What the exercise asks
Set down exactly the lines that run from the line with "table leg in the photo above." to the end of the data, and nothing else.
■ ■ ■ ■ ■
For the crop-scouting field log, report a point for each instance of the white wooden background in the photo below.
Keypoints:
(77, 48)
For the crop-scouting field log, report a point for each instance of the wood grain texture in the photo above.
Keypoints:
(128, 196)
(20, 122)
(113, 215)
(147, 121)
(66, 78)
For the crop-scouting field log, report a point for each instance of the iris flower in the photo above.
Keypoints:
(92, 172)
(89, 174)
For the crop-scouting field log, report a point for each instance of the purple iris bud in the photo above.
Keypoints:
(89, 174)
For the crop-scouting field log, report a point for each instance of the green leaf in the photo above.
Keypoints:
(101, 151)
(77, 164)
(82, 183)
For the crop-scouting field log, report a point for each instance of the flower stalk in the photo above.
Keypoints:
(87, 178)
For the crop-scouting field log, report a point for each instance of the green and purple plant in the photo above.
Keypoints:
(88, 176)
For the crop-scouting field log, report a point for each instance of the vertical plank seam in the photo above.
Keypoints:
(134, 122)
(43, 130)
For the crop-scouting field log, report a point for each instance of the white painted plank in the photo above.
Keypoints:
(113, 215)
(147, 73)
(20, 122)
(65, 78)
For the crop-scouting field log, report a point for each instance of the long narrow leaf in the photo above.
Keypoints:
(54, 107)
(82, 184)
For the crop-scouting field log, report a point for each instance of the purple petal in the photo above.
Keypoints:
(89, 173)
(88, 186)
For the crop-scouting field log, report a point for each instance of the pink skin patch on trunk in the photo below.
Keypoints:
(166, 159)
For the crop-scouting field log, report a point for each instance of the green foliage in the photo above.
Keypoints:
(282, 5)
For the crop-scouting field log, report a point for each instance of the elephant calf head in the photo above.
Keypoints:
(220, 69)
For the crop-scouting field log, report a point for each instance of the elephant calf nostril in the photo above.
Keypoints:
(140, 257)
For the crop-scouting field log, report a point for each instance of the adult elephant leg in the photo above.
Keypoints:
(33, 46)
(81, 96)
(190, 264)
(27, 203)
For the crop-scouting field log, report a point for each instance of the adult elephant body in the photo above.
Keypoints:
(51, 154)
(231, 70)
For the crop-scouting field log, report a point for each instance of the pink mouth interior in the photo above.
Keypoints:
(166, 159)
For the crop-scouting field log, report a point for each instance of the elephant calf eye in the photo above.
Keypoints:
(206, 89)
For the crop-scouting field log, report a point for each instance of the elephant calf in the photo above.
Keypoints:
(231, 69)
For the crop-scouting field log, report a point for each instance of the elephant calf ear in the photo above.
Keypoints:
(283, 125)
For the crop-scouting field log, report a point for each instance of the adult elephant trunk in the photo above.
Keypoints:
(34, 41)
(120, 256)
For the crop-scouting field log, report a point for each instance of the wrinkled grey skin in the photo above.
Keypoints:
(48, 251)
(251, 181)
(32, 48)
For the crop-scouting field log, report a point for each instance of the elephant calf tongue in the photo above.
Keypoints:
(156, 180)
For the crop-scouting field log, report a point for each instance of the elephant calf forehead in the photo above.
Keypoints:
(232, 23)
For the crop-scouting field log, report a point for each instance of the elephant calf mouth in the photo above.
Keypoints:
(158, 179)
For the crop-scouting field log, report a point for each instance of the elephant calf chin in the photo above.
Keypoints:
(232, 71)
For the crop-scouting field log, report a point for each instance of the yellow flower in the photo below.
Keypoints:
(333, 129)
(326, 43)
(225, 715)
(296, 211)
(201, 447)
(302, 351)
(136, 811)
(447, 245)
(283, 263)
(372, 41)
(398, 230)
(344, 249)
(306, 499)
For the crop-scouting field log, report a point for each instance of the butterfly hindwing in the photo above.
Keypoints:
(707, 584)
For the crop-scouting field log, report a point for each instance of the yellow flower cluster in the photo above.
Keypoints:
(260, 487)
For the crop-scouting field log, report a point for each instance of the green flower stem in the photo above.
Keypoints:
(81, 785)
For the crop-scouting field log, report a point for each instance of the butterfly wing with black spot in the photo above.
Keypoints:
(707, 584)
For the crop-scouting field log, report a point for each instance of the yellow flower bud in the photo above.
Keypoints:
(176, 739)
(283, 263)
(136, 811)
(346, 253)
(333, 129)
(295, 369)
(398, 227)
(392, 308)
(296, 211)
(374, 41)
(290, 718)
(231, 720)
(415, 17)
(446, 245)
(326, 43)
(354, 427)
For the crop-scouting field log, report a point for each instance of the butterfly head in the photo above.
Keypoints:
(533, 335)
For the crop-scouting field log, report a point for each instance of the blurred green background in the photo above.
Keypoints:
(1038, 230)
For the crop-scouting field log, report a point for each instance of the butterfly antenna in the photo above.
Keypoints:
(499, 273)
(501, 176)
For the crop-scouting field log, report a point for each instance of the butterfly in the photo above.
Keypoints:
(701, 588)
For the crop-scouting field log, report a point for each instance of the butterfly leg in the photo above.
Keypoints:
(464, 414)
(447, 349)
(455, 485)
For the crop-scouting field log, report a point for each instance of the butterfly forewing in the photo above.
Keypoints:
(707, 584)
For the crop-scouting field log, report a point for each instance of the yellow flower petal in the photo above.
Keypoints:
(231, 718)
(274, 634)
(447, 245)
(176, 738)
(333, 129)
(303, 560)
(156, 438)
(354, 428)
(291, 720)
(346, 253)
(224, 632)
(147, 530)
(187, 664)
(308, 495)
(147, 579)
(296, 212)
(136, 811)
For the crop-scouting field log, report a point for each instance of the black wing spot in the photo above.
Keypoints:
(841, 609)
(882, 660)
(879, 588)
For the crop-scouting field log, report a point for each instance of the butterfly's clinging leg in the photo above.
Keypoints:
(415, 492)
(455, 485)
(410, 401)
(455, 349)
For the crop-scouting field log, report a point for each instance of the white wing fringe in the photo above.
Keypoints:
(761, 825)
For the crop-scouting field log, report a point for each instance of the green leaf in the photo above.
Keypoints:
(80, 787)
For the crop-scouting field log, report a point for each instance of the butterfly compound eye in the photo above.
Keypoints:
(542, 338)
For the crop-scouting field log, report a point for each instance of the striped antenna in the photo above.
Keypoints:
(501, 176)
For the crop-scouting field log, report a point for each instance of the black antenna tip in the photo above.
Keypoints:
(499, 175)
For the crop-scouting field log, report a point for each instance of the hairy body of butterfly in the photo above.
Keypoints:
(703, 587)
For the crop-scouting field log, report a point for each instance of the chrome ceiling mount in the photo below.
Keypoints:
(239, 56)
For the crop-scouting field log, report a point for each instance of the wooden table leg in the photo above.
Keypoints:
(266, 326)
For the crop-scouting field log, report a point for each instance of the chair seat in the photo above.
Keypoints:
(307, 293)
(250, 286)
■ ■ ■ ■ ■
Exercise response
For the crop-scouting field log, report a point for each instance of the wooden table leg in the photo above.
Keypoints:
(266, 326)
For the crop-scouting field log, report a point for each instance of the chair seat in the photo above.
Keypoints:
(307, 293)
(250, 286)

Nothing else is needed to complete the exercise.